[Set exercise 1] In the title-filter thread, why did the first commenter lose their tracker account?

[Reading text]
□ □ □ □ □

Giter VIP home page Giter VIP logo

Comments (7)

ilike2burnthing avatar ilike2burnthing commented on May 27, 2024

Quite a lot needs to change about the current title filters (these go back years, and it turns out I merged one of the PRs that added much of it). I'm kind of surprised they haven't caused more issues before now.

See my questions and comments in the code below, see if you can respond to them:

    title:
      selector: name
      filters:

# do these really need to be removed?
#        - name: re_replace
#          args: ["[\\[\\]]", ""]
#        - name: re-replace
#          args: ["(?i)\\bHD-?Olimpo\\b", ""]

# needs to be more specific and to use boundaries, currently:
# a full house > a BRDISK house
# fully loaded > BRDISKy loaded
#        - name: re_replace
#          args: ["(?i)(full(bluray)?)", "BRDISK"]

        - name: re_replace
          args: ["\\bE-AC-3\\b", "EAC3"]
        - name: re_replace
          args: ["(?i)\\b(es-en|en-es)\\b", "MULTi SPANiSH ENGLiSH"]
        - name: re_replace
          args: ["(?i)\\bes-cat?\\b", "MULTi SPANiSH CATALAN"]
        - name: re_replace
          args: ["(?i)\\bes-(ja|ja?p)\\b", "MULTi SPANiSH JAPANESE"]

# what is the third language? if it can vary,
# then are the other two always English and Spanish?
#        - name: re_replace
#          args: ["(?i)\\btriaudio\\b", "MULTi SPANiSH ENGLiSH"]

# not specific enough, not sure it can be made more specific
#        - name: re_replace
#          args: ["(?i)\\bdual\\b", "MULTi SPANiSH"]
#        - name: re_replace
#          args: ["(?i)\\bspa\\b", "SPANiSH"]

# not specific enough, especially for a Spanish tracker,
# not sure it can be made more specific
#        - name: re_replace
#          args: [" ES ", " SPANiSH "]
#        - name: re_replace
#          args: ["(?i)\\bvas\\b", "BASQUE"]

        - name: re_replace
          args: ["(?i)\\b(espa[ñn]ol|castellano|esp)\\b", "SPANiSH"]
        - name: re_replace
          args: ["(?i)\\b(ingl[ée]s|[ei]ng)\\b", "ENGLiSH"]
        - name: re_replace
          args: ["(?i)\\bcat\\b", "CATALAN"]
        - name: re_replace
          args: ["(?i)\\bfr[ae]\\b", "FRENCH"]
        - name: re_replace
          args: ["(?i)\\b(jap|jp)\\b", "JAPANESE"]
        - name: re_replace
          args: ["(?i)\\bita\\b", "ITALiAN"]
        - name: re_replace
          args: ["(?i)\\brus\\b", "RUSSiAN"]
        - name: re_replace
          args: ["(?i)\\bger\\b", "GERMAN"]
        - name: re_replace
          args: ["(\\s|\\.)+", "$1"]
        - name: re_replace
          args: ["^\\.", ""]

I used to have an account, but it was banned for inactivity (that's the problem with having accounts for a few hundred trackers). If you want me to take a closer look at this, you could open a support ticket with the tracker staff and ask them to reinstate the account nahik99374 and email address jacketttest [AT] gmail [DOT] com, then link to this issue 👋

from jackett.

goioCodes avatar goioCodes commented on May 27, 2024

From the changes in the code, I guess it's not possible to simply use [" ES[- ]", " SPANiSH "]. In that case, I will try to respond to your comments considering that.

# do these really need to be removed?

□ □ □ □ □

[Object position labeling entries]
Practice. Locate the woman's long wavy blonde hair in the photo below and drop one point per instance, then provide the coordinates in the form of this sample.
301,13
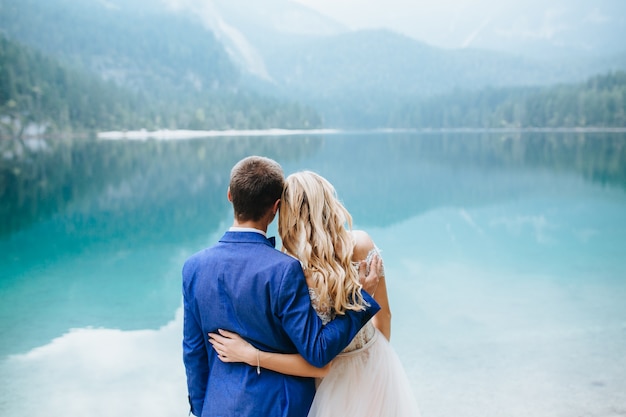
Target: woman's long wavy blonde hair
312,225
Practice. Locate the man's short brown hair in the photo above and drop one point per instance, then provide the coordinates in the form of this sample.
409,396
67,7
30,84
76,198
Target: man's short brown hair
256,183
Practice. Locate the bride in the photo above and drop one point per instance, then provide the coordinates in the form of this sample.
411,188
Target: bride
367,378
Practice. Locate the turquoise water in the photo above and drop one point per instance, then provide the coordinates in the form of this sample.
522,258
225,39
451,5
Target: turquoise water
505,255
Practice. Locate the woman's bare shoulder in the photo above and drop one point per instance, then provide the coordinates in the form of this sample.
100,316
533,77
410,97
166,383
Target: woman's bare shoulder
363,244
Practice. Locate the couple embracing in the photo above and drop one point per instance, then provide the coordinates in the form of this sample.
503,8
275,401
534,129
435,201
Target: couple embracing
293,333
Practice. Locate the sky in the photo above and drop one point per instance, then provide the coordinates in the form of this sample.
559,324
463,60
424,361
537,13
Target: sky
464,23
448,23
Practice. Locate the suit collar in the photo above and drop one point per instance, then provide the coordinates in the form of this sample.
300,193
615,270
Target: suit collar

□ □ □ □ □

[Set exercise 2] Report every line of the rows that contains the word "brown".

[Final answer 1] The account was banned for inactivity.

[Final answer 2]
Practice. Locate the man's short brown hair in the photo above and drop one point per instance, then provide the coordinates in the form of this sample.
Target: man's short brown hair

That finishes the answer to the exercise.